Items from a data source
※ ※ ※
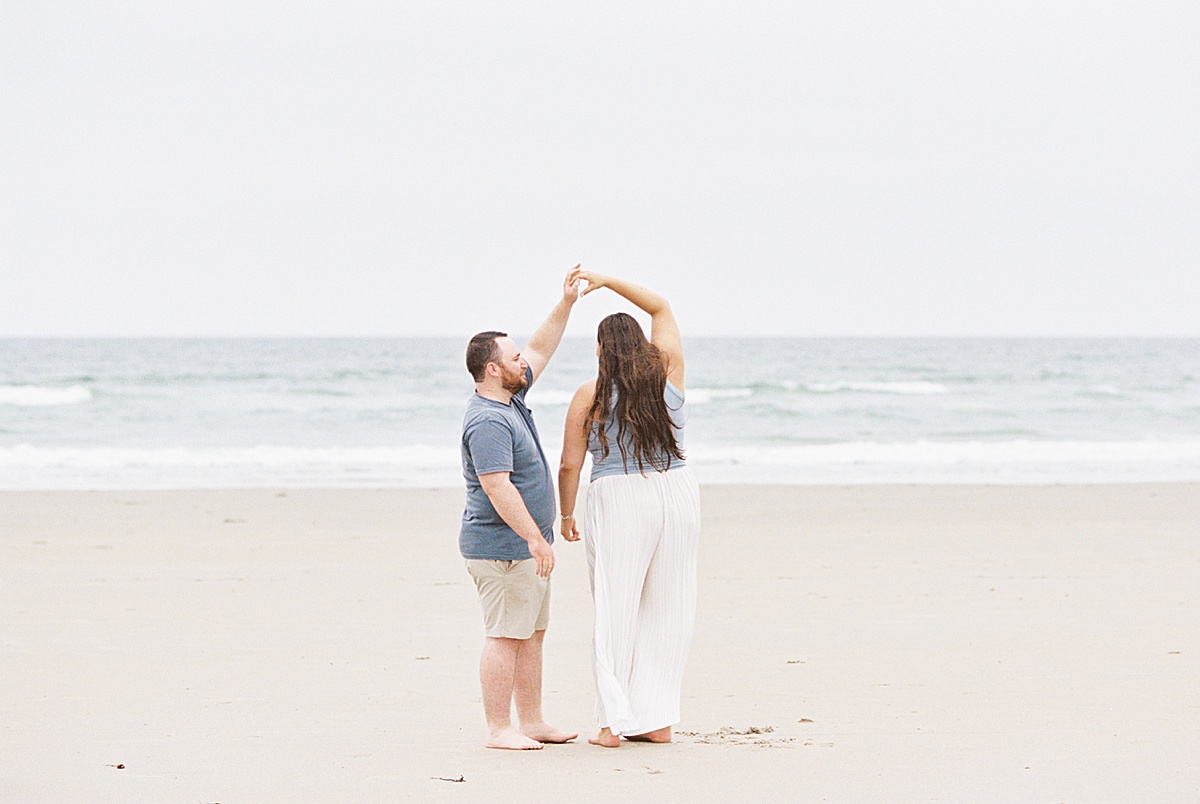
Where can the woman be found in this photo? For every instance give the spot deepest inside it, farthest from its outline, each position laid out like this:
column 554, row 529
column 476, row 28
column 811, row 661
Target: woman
※ ※ ※
An exact restatement of every record is required. Omit the images.

Where can the woman be found in this photo? For every instance give the spot deepest inside it, farthest from its outline, each position laid out like this:
column 554, row 529
column 476, row 28
column 811, row 661
Target: woman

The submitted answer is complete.